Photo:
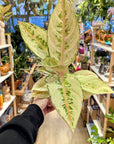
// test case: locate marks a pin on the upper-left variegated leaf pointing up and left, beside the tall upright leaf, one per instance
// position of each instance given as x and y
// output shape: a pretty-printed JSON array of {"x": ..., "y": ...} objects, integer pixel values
[{"x": 35, "y": 38}]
• • • •
## Task statement
When every line of the listing has been checked for the string "instance", give only the number of lines that contain it.

## Solution
2